**Testo proposto:**

I palestinesi ‘sono destinati a vincere’: gli israeliani profetizzano la fine del loro Stato

Giu 24, 2022 | Riflessioni

di Ramzy Baroud,

Palestine Chronicle, 16 giugno 2022.   

L’ex premier israeliano Ehud Barak. (Foto: via MEMO)

Sebbene sia vero che il sionismo è un’ideologia politica moderna che ha sfruttato la religione per raggiungere obiettivi coloniali specifici in Palestina, le profezie continuano ad essere una componente critica della percezione che Israele ha di se stesso e del rapporto dello Stato con altri gruppi, in particolare i gruppi messianici cristiani negli Stati Uniti e nel mondo.

Il tema delle profezie religiose e la loro centralità nel pensiero politico di Israele è stato nuovamente evidenziato in seguito alle osservazioni dell’ex Primo Ministro israeliano Ehud Barak, in una recente intervista al quotidiano in lingua ebraica Yedioth Ahronoth. Barak, che è visto come un politico ‘progressista’, un tempo leader del Partito Laburista di Israele, ha espresso il timore che Israele si ‘disintegri’ prima dell’80° anniversario della sua fondazione avvenuta nel 1948.

“In tutta la storia ebraica, gli ebrei non hanno mai governato per più di ottant’anni, tranne che nei due regni di Davide e nella dinastia asmonea e, in entrambi i periodi, la loro disintegrazione è iniziata nell’ottavo decennio”, ha detto Barak.

Basata su un’analisi pseudo-storica, la profezia di Barak sembra confondere i fatti storici con il tipico pensiero messianico israeliano, e ricorda le dichiarazioni fatte dall’ex Primo Ministro israeliano Benjamin Netanyahu nel 2017.

Come Barak, Netanyahu aveva espresso i suoi commenti sotto forma di paura per il futuro di Israele e per l’incombente ‘minaccia esistenziale’, la pietra angolare dell’hasbara israeliano nel corso degli anni. Durante una sessione di studio della Bibbia nella sua casa di Gerusalemme, Netanyahu aveva poi avvertito che il regno asmoneo – noto anche come quello dei Maccabei – era sopravvissuto solo per 80 anni prima di essere conquistato dai Romani nel 63 a.C..

**Esercizi da svolgere:**
(A) Secondo l'articolo sulle profezie e il futuro di Israele, a quale quotidiano Ehud Barak ha rilasciato la recente intervista?
(B) Prosegui l'articolo sulle profezie e il futuro di Israele a partire dall'ultima frase riportata.
Le voci riportate più avanti non hanno alcun legame con il testo.

(Estratti da un dataset di etichettatura di punti)
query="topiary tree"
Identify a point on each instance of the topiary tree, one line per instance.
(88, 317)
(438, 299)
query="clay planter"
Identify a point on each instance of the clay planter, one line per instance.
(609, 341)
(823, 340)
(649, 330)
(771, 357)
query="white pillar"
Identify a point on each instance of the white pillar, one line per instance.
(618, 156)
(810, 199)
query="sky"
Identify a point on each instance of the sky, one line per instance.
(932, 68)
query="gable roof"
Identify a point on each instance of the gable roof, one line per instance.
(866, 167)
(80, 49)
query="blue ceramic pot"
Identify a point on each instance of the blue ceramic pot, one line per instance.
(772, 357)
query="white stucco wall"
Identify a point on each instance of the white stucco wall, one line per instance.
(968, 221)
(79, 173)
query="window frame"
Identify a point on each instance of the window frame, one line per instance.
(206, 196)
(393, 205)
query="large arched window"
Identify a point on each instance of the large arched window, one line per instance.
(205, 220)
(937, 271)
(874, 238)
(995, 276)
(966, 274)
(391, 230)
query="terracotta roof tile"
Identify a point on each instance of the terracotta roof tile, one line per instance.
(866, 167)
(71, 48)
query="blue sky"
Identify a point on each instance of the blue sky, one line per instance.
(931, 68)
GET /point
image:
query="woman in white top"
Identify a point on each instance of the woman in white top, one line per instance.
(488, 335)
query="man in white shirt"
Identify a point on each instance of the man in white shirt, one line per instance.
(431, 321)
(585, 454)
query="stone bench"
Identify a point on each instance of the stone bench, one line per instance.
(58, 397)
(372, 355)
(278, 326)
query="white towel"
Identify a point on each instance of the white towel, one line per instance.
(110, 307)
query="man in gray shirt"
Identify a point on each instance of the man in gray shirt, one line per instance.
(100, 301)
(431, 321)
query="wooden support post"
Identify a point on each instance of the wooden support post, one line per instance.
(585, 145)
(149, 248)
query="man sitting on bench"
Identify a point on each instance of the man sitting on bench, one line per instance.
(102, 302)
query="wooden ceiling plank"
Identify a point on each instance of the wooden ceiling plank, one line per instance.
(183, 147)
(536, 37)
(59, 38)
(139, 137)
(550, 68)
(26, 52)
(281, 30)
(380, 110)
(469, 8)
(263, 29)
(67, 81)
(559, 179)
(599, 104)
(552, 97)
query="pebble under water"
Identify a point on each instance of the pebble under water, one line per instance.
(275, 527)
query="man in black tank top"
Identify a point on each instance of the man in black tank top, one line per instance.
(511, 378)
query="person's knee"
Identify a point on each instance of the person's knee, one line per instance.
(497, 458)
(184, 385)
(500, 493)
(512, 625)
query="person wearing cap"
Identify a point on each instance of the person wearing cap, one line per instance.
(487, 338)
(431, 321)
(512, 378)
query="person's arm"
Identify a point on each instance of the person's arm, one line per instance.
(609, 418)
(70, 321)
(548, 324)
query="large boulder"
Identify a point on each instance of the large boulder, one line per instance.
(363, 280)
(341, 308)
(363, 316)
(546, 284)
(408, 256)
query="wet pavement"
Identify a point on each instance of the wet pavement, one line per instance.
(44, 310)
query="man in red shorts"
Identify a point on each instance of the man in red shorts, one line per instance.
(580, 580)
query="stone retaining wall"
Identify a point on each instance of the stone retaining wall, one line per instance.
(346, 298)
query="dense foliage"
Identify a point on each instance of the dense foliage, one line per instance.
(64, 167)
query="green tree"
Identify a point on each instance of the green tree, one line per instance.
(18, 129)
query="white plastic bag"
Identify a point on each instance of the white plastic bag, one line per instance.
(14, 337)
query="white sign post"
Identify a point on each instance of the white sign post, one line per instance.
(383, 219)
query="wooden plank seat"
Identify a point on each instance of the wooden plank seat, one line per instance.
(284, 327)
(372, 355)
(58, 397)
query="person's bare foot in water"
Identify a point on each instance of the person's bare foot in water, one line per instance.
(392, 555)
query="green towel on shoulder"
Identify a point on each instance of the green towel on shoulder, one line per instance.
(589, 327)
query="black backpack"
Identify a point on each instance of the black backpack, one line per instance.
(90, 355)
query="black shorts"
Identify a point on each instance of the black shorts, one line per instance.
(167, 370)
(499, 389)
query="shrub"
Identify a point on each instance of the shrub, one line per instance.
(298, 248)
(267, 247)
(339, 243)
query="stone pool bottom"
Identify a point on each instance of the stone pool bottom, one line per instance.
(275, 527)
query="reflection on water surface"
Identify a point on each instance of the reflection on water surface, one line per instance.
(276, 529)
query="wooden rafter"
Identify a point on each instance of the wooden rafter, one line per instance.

**Risposte scritte:**
(A) Al quotidiano in lingua ebraica Yedioth Ahronoth.

(B)
“Lo Stato asmoneo è durato solo 80 anni e noi dobbiamo superarlo”, disse Netanyahu, secondo quanto riportato al quotidiano israeliano Haaretz da uno dei partecipanti.

Ma, anche secondo la presunta determinazione di Netanyahu a superare quel numero, egli avrebbe assicurato che Israele supererà gli 80 anni dei Maccabei e sopravvivrà per 100 anni. Che sono solo 20 anni in più.

La differenza tra le dichiarazioni di Barak e Netanyahu è piuttosto trascurabile: le opinioni del primo sono presumibilmente ‘storiche’, mentre quelle del secondo sono bibliche. Vale la pena notare, tuttavia, che entrambi i leader, sebbene aderiscano a due scuole politiche diverse, convergono su alcuni punti: la sopravvivenza di Israele è in pericolo; la minaccia alla sua esistenza è reale e la fine di Israele è solo questione di tempo.

Ma il pessimismo in Israele non si limita ai leader politici, che sono noti per esagerare e manipolare i fatti per instillare paura e far arrabbiare i loro campi politici, in particolare il potente elettorato messianico di Israele. Anche se questo è vero, le previsioni di un fosco futuro per Israele non sono limitate all’élite politica del paese.

In un’intervista rilasciata ad Haaretz nel 2019, uno degli storici più noti e rispettati di Israele, Benny Morris, ha detto molto sul futuro del suo Paese. A differenza di Barak e Netanyahu, Morris non lanciava segnali di allarme, ma affermava ciò che, a suo avviso, sembrava un risultato inevitabile dell’evoluzione politica e demografica del Paese.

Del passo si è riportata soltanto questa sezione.